* DATA LISTING:
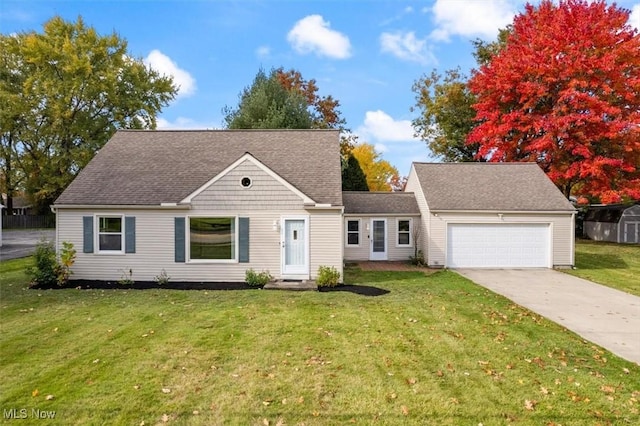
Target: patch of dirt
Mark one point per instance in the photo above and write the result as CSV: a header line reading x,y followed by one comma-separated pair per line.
x,y
146,285
393,266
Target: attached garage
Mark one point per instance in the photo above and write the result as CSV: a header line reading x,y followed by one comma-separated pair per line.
x,y
492,215
498,245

* PROBLEM TO WORK ON:
If a line in the material contains the word "Target", copy that line.

* PROBLEM SOLUTION:
Target: patch of dirt
Target: attached garage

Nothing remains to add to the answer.